» **DIRECTIVE**
Rewrite all of the records, swapping every "outline the position" for "mark the location" and keeping everything else the same. Leave out the pictures.

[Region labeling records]
==*==

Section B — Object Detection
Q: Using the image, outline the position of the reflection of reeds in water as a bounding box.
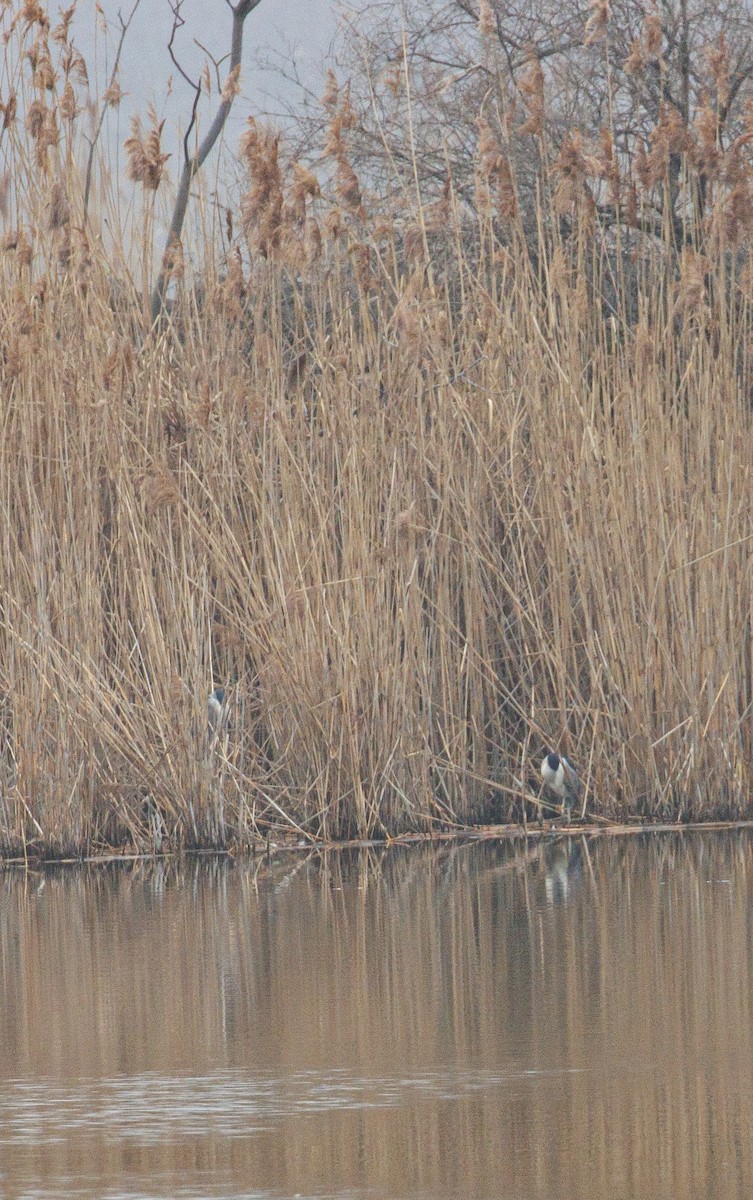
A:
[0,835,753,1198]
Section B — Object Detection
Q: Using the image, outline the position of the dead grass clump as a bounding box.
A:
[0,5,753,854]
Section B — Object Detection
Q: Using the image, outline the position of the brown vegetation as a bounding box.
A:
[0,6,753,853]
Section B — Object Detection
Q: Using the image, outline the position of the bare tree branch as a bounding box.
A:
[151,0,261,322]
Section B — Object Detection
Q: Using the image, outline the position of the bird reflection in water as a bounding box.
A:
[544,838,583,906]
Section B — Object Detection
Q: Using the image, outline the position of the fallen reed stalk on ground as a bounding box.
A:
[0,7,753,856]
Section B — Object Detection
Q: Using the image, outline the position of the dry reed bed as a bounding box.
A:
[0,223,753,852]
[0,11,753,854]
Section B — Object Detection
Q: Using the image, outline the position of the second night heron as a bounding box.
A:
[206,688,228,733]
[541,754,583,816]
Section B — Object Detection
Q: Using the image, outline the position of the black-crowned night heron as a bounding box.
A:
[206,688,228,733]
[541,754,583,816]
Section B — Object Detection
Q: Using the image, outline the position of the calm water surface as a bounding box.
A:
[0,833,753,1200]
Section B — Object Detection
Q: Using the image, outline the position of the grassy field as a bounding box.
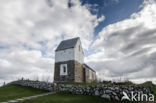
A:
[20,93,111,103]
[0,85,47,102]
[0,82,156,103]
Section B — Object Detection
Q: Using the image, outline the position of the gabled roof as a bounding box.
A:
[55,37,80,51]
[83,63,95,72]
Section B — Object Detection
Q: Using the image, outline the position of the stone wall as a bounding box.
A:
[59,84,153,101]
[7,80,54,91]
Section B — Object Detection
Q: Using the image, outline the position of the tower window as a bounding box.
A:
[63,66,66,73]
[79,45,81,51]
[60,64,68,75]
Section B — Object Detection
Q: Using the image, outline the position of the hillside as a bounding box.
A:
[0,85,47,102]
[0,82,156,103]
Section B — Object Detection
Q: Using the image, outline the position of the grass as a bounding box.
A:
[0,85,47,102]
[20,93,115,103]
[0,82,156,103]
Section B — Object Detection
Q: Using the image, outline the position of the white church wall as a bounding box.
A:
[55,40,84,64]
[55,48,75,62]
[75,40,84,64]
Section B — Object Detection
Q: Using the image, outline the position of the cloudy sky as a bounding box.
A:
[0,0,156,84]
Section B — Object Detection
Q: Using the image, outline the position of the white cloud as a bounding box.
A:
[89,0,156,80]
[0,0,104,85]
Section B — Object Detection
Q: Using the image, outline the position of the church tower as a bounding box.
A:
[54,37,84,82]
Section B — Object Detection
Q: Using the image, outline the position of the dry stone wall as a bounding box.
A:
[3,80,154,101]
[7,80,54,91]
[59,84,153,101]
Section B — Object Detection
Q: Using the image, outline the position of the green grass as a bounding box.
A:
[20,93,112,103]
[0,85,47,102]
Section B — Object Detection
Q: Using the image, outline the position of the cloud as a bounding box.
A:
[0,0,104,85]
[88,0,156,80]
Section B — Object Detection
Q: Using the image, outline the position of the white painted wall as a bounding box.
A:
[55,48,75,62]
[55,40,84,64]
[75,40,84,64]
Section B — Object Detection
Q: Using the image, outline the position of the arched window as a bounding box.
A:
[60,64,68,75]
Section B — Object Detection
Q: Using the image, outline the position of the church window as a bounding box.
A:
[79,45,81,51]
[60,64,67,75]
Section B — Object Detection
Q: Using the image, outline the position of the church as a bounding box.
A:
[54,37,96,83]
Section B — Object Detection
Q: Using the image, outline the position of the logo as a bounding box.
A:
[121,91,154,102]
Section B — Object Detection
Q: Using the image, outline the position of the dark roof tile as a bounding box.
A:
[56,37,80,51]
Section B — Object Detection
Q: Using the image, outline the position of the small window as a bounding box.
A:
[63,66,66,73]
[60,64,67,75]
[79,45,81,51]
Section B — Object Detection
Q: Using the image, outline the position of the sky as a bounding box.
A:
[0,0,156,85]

==*==

» **FINISHED ANSWER**
Section B — Object Detection
Q: Using the image, mark the location of the reflection of reeds in water as a bounding box.
A:
[0,835,753,1198]
Section B — Object Detection
Q: Using the image, mark the location of the dead grass clump as a bounding box.
A:
[0,5,753,854]
Section B — Object Detection
Q: Using the image, mark the location of the brown vegetation as a bounding box.
A:
[0,6,753,853]
Section B — Object Detection
Q: Using the image, mark the location of the bare tree branch as a bounding box.
A:
[151,0,261,322]
Section B — Object Detection
Q: Using the image, mark the location of the bird reflection in water as a bounding box.
A:
[544,838,583,906]
Section B — Object Detection
Q: Using the image, mark the location of the fallen reed stalk on ground as a bounding box.
A:
[0,7,753,856]
Section B — Object Detection
Q: Using the image, mark the location of the dry reed bed as a bounding box.
A:
[0,223,753,852]
[0,11,753,854]
Section B — Object Detection
Q: Using the image, mark the location of the second night heron as a bounding box.
A:
[206,688,228,733]
[541,754,583,816]
Section B — Object Detection
Q: Using the image, mark the location of the black-crowned night heron as a bounding box.
A:
[206,688,228,733]
[541,754,583,816]
Section B — Object Detection
Q: Using the image, mark the location of the calm water surface as a bounding box.
A:
[0,833,753,1200]
Section B — Object Detection
Q: Using the image, mark the location of the grassy field as a bounding box.
A:
[20,93,111,103]
[0,85,47,102]
[0,82,156,103]
Section B — Object Detection
Q: Using the image, mark the location of the gabled roof as a bounding box.
A:
[55,37,80,51]
[83,63,95,72]
Section B — Object Detection
Q: Using the image, mark the location of the stone wall as a bounding box.
A:
[59,84,153,101]
[7,80,54,91]
Section B — Object Detection
Q: Using the image, mark the location of the tower window as a bounding box.
A:
[63,66,66,73]
[79,45,81,51]
[60,64,68,75]
Section B — Object Detection
Q: Using the image, mark the location of the hillside as a bounding box.
A:
[0,85,47,102]
[0,82,156,103]
Section B — Object Detection
Q: Using the image, mark the location of the grass as a bounding box.
A:
[0,85,47,102]
[20,93,115,103]
[0,82,156,103]
Section B — Object Detection
Q: Using the image, mark the location of the white church wall as a bounding box.
A:
[55,40,84,64]
[55,48,75,62]
[75,40,84,64]
Section B — Object Detection
Q: Using the image, mark the location of the cloudy sky as a bounding box.
A:
[0,0,156,84]
Section B — Object Detection
Q: Using the image, mark the location of the white cloud as a bounding box.
A:
[89,0,156,80]
[0,0,104,85]
Section B — Object Detection
Q: Using the image, mark the location of the church tower as a bounding box.
A:
[54,37,84,82]
Section B — Object Detection
Q: Using the image, mark the location of the dry stone wall as a bounding box.
A:
[3,80,154,101]
[7,80,54,91]
[59,84,153,101]
Section B — Object Detection
Q: Using the image, mark the location of the green grass as a bounding box.
A:
[20,93,112,103]
[0,85,47,102]
Section B — Object Detection
Q: Using the image, mark the location of the cloud as a bounding box.
A:
[0,0,104,85]
[88,0,156,80]
Section B — Object Detection
Q: Using the image, mark the location of the white painted wall as a bounding box.
A:
[55,48,75,62]
[55,40,84,64]
[75,40,84,64]
Section B — Object Detection
Q: Using the image, mark the location of the arched window as a bounding box.
A:
[60,64,68,75]
Section B — Object Detection
Q: Using the image, mark the location of the church window as a bounding box.
A:
[79,45,81,51]
[60,64,67,75]
Section B — Object Detection
Q: Using the image, mark the location of the church as a bounding box.
A:
[54,37,96,83]
Section B — Object Detection
Q: Using the image, mark the location of the logo as a bounding box.
A:
[121,91,154,102]
Section B — Object Detection
Q: Using the image, mark the location of the dark roof tile as a bounding box.
A:
[56,37,80,51]
Section B — Object Detection
Q: Using the image, mark the location of the small window as a bounding box.
A:
[63,66,66,73]
[60,64,67,75]
[79,45,81,51]
Section B — Object Detection
Q: Using the image, mark the location of the sky as a bounding box.
A:
[0,0,156,85]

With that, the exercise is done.